Entries taken from a collection
++++++

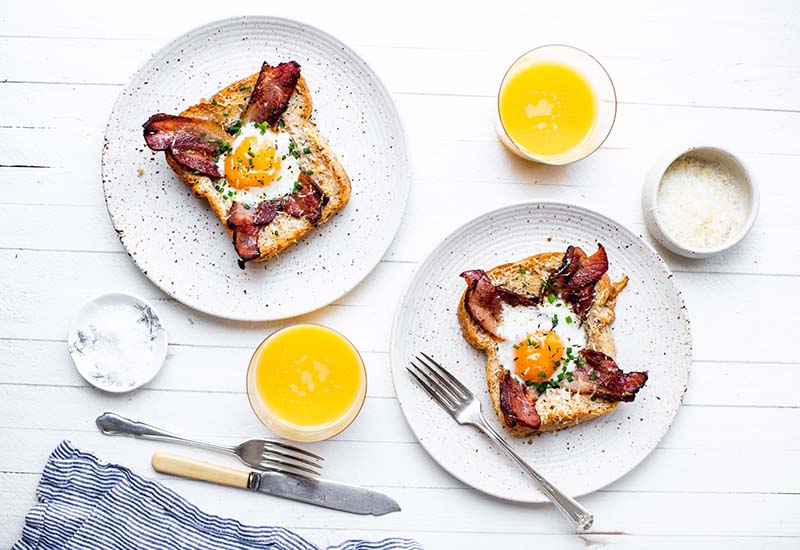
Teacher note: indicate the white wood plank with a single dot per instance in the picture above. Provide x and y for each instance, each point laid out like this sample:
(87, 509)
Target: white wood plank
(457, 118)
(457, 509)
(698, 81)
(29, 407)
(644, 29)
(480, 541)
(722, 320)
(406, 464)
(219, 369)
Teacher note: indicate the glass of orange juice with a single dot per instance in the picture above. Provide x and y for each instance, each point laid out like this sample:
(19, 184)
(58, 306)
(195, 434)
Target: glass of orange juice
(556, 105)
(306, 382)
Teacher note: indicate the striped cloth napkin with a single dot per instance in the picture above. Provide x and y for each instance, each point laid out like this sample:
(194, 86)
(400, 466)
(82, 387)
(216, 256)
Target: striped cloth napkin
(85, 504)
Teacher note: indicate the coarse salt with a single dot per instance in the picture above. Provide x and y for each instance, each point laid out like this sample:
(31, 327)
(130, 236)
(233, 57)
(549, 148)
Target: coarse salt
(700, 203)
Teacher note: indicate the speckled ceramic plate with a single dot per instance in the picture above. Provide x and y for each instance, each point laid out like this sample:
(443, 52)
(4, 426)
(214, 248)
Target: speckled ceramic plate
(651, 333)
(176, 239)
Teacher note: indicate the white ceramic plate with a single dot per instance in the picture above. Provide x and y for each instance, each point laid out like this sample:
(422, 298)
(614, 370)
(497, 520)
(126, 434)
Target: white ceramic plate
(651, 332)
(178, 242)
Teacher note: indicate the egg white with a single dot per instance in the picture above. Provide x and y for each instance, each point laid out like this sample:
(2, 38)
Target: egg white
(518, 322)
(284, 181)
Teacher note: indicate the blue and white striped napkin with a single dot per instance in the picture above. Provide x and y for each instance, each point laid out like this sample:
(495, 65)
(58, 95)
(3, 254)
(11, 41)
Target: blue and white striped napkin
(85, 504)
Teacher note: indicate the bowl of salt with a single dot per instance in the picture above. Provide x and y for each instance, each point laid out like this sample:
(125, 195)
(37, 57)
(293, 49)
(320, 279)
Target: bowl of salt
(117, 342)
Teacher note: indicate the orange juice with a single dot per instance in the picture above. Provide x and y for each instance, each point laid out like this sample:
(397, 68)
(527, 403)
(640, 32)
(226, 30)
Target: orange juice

++++++

Work to complete » Copy the entries above faithfully and omit every image.

Completed task »
Teacher note: indicate the white wood plank with a single dot per instance in the picture above. Provide x and y for each instance, each point laid out like this sample:
(87, 509)
Target: white wood plank
(457, 118)
(457, 509)
(698, 81)
(29, 407)
(644, 29)
(480, 541)
(722, 320)
(406, 464)
(219, 369)
Teacher note: indicate the glass of orange juice with a single dot per instance in the picture above. Provide x and y for each instance, each point laid out like this sample:
(19, 184)
(58, 306)
(195, 434)
Target: glass of orange juice
(556, 105)
(306, 382)
Teacher note: indicate the striped cloth napkin with a single dot per instance in the picture above. Provide x and y for each instance, each point laid out like this sample:
(194, 86)
(400, 466)
(82, 387)
(216, 256)
Target: striped cloth napkin
(85, 504)
Teacher note: indicate the coarse salt with a single dot per instance in the picture above. Provide x and y for each instance, each point laid out like this sample:
(31, 327)
(130, 236)
(233, 57)
(549, 148)
Target: coarse salt
(700, 203)
Teacher note: indicate the speckled ceramic plate with a single dot per instance in the picture above. Provide x and y for each instance, each point laid out like this sample:
(443, 52)
(4, 426)
(214, 248)
Target: speckled ceramic plate
(651, 333)
(176, 239)
Teacher note: indicate the white ceramic plate with a single dot per instance in the picture above. Provide x and y for each instance, each point laid out like this sample:
(422, 298)
(614, 370)
(497, 520)
(126, 434)
Target: white ceramic plate
(651, 332)
(178, 242)
Teacher note: indicate the egg white with a single dot per instance in the picture above. Provide x and y for each instance, each point laid out like this sample:
(2, 38)
Target: egg white
(518, 322)
(284, 181)
Teacher note: indicate the blue and white striped napkin with a single dot per instance in the picture above. Provide x and y for each instance, each point laid out like this sample:
(495, 65)
(58, 95)
(3, 254)
(11, 41)
Target: blue and white striped napkin
(85, 504)
Teacher note: indicate the bowl of salt with a single dot per instance in the picture above. Provide x and y for each instance, each point laid out like this sample:
(125, 195)
(37, 57)
(293, 49)
(320, 279)
Target: bowl of salt
(117, 342)
Teacher note: indicate the orange juice with a single dot per instance in the picture above. Provide x and y for each instance, each point laid out like this sample:
(397, 68)
(527, 403)
(640, 32)
(226, 30)
Target: orange juice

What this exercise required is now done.